§ **Goal 1**:
From the vape shop thread below, copy the passage from "Hi everyone. Hope" up to and including "## Wyvern (26/12/15)" with no changes.

+++

# Looking for a vape shop



## newbie15 (26/12/15)

Hi everyone. Hope all is good and everyone is enjoying there holiday season. 

Im in gordons bay at the moment in cape town .. does anyone know about a vape shop in gordons bay or close by?

Sent from my SM-G920F using Tapatalk


----------



## Wyvern (26/12/15)

Unfortunately for you, you will have to come to Bellville at the very least or canal walk or southern subs. Do a search there was recently a post about Cape Town vape shops. Unfortunately tapatalk won't let me add a link. 

Sent from my LG-D855 using Tapatalk


----------



## jguile415 (26/12/15)

Vapeshop in Canal Walk is your best bet... it is a bit of a drive from Gordons bay though


----------



## jguile415 (26/12/15)

If you want anything other than juice Vapemob is fine


----------



## Justin223 (26/12/15)

Here are some of the options I've found.

As far as I know there are no vape stores in Hout Bay.

The nearest stores to you would be Wet Wicks based in Rondebosch, I have never purchased anything from them but they have a nice selection of juices.
Here's their Facebook page: https://www.facebook.com/WetWicks/?fref=ts

Another option is Vape Mob, their in house juices aren't great. Some of their imported juices are amazing but pricey. They have a selection of tanks, mods, coils, wick and wire. They have 3 branches throughout Cape Town, the nearest ones to you would be their Cleremont branch. Their address is: 42 Vineyard Rd, Claremont.

Here is a link to their site: https://www.vapemob.co.za/contact-us/


----------



## Pixstar (26/12/15)

Justin223 said:


> Here are some of the options I've found.
> 
> As far as I know there are no vape stores in Hout Bay.
> 
> ...


Those prices! Yo! Not cheap...
(Vapemob that is)


----------



## Stevape;) (26/12/15)

Vapemob is closed todat drove past there this morning. The one in bellville that is.


----------



## Justin223 (26/12/15)

Pixstar said:


> Those prices! Yo! Not cheap...
> (Vapemob that is)



I agree 100%.

I no longer buy any juice from them, but their prices on equipment isn't that crazy for a B&M. I got myself a Bellus for R600. There are some online vendors that have it for R530, but I wanted it immediately and have no problem paying a bit more for the convenience of picking up the tank at the Belville store.

The reason I suggested it to the OP was because there is a branch 15km from Hout Bay. The VapeShop in Canal Walk is also pricey, I suppose its the price of convenience.

Reactions: Like 1


----------



## Pixstar (26/12/15)

Justin223 said:


> I agree 100%.
> 
> I no longer buy any juice from them, but their prices on equipment isn't that crazy for a B&M. I got myself a Bellus for R600. There are some online vendors that have it for R530, but I wanted it immediately and have no problem paying a bit more for the convenience of picking up the tank at the Belville store.

+++

§ **Goal 2**:
In the records below, find each line containing the string "tube" and copy those lines. Case counts.

+++

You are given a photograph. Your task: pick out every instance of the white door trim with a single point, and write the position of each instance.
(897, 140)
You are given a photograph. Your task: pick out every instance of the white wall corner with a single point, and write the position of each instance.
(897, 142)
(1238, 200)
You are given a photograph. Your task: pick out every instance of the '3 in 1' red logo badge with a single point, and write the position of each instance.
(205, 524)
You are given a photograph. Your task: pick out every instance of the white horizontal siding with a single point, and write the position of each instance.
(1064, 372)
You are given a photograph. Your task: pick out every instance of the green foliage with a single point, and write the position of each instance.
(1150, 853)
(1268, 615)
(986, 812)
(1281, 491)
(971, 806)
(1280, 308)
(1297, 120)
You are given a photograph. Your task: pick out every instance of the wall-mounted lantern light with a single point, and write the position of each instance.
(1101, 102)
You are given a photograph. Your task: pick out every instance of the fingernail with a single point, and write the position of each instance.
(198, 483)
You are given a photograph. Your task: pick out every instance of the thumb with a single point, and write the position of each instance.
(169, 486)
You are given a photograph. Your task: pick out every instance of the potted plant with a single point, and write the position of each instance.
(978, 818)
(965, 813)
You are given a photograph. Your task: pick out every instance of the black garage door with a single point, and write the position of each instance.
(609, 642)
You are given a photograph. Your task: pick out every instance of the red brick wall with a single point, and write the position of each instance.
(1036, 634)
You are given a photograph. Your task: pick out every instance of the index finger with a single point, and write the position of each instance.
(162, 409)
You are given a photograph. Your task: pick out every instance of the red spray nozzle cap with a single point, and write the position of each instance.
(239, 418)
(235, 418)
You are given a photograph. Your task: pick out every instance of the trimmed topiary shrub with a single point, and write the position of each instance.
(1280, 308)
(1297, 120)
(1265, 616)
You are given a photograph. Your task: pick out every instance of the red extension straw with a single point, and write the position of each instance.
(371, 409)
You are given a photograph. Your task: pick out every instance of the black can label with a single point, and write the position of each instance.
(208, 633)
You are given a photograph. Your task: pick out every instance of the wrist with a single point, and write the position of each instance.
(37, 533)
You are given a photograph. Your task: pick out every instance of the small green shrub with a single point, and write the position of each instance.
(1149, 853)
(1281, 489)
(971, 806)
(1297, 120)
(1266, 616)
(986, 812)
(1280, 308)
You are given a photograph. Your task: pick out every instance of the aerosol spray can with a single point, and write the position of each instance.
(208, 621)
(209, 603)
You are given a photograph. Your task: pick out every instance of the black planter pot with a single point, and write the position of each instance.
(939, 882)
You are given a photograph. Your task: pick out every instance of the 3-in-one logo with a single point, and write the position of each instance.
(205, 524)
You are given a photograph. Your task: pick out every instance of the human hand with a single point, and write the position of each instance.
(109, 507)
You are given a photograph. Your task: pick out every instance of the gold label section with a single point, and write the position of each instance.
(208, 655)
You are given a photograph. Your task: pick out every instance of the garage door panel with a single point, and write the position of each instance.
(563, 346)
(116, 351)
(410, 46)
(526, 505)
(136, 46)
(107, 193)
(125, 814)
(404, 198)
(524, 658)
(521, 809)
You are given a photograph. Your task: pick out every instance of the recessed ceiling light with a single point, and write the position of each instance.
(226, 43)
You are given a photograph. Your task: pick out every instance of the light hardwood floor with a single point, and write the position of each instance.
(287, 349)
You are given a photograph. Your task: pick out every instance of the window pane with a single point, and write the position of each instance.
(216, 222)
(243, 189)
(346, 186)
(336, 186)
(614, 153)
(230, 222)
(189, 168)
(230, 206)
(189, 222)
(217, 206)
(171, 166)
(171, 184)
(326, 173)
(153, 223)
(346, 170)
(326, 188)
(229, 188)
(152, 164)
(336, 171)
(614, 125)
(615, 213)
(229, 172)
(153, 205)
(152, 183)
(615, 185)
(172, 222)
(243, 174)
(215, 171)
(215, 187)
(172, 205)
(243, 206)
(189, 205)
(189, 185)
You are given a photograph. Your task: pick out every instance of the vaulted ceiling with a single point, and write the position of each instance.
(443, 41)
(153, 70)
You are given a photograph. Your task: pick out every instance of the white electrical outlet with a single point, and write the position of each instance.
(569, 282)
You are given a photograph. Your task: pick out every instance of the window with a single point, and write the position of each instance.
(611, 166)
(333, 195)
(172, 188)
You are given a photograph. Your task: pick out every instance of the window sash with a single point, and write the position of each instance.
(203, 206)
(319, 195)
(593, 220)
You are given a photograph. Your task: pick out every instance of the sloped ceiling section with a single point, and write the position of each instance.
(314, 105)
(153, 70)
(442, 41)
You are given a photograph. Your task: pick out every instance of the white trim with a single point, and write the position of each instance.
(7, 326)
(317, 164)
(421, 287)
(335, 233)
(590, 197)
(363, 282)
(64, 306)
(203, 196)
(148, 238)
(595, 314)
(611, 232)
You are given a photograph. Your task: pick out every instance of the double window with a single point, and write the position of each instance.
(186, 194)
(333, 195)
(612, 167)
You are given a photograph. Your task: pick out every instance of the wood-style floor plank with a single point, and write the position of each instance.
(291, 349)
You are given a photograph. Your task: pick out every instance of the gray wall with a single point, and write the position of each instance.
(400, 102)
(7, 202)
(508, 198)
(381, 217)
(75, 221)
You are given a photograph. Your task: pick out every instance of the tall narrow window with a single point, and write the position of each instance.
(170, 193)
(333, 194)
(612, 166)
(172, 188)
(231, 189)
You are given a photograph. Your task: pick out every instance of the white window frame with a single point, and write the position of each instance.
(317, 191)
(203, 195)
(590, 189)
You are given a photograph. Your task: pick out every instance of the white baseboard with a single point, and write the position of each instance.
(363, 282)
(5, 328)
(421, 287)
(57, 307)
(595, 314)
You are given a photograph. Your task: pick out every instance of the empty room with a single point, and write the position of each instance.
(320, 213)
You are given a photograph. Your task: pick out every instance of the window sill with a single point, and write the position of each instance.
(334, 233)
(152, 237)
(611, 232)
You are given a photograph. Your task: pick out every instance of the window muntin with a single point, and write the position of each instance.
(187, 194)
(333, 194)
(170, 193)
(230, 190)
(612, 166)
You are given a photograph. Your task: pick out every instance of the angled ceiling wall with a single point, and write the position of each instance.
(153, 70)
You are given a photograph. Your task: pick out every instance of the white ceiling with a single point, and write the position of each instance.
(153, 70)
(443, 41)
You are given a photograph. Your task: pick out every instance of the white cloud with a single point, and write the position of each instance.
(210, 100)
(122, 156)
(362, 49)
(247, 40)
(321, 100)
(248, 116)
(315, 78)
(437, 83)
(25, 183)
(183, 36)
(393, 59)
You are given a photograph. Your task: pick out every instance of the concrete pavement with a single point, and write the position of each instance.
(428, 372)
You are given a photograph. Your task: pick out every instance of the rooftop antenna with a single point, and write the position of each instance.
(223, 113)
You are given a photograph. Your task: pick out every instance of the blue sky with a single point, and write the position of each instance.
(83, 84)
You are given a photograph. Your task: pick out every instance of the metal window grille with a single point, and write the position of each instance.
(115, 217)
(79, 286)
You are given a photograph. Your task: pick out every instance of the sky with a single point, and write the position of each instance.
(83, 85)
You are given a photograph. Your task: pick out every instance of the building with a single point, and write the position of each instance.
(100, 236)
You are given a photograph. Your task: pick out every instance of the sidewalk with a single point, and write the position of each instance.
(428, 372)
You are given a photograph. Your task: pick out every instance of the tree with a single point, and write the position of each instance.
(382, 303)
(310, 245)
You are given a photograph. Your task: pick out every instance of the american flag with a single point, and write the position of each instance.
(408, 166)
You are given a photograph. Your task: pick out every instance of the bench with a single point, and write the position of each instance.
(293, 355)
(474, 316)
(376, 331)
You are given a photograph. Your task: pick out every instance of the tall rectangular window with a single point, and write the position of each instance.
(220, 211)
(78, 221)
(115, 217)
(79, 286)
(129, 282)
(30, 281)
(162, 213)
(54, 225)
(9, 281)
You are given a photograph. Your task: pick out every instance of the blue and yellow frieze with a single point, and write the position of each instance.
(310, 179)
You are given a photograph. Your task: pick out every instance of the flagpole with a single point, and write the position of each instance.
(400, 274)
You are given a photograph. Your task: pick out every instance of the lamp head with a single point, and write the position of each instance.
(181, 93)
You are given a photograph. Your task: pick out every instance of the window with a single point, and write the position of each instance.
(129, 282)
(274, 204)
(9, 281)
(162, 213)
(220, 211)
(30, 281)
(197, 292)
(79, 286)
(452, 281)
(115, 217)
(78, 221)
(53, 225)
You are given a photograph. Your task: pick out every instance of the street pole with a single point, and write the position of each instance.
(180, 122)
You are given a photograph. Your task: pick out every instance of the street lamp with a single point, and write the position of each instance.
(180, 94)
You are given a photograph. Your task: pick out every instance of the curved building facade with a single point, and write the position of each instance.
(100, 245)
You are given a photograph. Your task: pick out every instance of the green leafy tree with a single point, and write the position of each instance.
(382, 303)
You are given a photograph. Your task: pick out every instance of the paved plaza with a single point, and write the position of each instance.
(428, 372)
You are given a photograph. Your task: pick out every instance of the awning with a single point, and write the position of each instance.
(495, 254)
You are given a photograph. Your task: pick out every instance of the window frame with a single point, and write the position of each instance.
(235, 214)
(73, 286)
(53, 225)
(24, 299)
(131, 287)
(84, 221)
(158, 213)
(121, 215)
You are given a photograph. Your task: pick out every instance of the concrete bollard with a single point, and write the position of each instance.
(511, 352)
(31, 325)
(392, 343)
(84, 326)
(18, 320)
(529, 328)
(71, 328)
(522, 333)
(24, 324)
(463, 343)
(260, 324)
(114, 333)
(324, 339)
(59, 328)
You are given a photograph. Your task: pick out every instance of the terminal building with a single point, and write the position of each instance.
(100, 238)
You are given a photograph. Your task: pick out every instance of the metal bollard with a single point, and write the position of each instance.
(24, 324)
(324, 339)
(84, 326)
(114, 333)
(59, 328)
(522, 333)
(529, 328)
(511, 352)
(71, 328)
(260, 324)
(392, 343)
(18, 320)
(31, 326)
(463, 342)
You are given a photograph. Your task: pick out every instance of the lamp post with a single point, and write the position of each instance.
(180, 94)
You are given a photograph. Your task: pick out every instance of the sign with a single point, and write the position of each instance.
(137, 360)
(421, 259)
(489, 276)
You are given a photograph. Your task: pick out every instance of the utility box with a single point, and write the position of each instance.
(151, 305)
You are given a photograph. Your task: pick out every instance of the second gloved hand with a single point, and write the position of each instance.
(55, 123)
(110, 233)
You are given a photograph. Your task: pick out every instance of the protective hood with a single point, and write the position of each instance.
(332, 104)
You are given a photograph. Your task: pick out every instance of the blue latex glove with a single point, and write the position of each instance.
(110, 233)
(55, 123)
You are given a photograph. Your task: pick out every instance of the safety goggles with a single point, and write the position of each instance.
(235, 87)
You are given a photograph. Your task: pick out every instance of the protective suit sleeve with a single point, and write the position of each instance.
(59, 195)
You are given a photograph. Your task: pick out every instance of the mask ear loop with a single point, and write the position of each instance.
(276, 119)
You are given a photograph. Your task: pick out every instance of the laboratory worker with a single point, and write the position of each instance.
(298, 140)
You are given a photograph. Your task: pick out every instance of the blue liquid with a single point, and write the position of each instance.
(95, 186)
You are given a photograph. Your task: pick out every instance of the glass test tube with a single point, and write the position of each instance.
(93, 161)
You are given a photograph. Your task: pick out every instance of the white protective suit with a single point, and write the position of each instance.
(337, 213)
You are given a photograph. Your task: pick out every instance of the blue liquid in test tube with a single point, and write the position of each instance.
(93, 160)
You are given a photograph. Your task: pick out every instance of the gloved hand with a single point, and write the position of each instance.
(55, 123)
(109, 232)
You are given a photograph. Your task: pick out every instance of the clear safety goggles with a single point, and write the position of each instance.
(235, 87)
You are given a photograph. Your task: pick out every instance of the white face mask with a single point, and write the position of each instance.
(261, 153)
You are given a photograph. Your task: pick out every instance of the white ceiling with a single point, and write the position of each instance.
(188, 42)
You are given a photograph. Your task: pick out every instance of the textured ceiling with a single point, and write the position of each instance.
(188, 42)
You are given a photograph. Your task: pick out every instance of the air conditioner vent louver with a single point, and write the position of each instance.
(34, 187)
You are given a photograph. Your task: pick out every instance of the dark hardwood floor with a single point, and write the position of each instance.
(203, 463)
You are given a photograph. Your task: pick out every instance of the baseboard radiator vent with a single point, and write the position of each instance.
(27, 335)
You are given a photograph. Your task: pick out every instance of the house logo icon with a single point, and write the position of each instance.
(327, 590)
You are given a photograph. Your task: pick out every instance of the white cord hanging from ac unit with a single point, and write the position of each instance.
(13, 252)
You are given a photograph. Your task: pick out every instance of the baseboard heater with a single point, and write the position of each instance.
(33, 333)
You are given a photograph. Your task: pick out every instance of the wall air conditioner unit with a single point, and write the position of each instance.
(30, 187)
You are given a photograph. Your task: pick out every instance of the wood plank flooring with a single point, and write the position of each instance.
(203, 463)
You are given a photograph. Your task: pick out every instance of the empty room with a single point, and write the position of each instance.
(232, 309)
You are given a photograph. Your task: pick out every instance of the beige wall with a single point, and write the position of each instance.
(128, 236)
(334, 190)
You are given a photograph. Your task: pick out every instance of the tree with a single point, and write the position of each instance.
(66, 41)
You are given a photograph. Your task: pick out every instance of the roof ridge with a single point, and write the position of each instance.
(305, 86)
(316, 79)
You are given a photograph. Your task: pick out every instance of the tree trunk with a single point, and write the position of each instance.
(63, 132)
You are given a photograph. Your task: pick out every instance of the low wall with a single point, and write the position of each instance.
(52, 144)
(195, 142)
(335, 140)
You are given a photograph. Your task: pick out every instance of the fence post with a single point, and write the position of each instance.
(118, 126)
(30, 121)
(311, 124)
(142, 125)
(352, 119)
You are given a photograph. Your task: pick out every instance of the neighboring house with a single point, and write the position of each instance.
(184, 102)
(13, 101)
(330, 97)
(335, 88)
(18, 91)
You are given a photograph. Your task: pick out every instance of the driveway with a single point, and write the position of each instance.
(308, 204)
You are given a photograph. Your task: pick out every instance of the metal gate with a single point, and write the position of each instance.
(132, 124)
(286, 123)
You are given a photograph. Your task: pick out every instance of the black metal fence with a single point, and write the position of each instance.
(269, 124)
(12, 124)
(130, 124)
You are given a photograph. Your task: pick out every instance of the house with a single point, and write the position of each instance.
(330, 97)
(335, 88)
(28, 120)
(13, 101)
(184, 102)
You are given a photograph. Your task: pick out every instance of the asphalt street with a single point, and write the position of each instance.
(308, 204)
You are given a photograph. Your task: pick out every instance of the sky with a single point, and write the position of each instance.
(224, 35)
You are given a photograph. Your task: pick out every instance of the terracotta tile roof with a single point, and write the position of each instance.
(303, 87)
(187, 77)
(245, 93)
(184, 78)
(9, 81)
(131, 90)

+++

§ **Written reply 1**:
Hi everyone. Hope all is good and everyone is enjoying there holiday season. 

Im in gordons bay at the moment in cape town .. does anyone know about a vape shop in gordons bay or close by?

Sent from my SM-G920F using Tapatalk


----------



## Wyvern (26/12/15)

§ **Written reply 2**:
You are given a photograph. Your task: pick out every instance of the glass test tube with a single point, and write the position of each instance.
You are given a photograph. Your task: pick out every instance of the blue liquid in test tube with a single point, and write the position of each instance.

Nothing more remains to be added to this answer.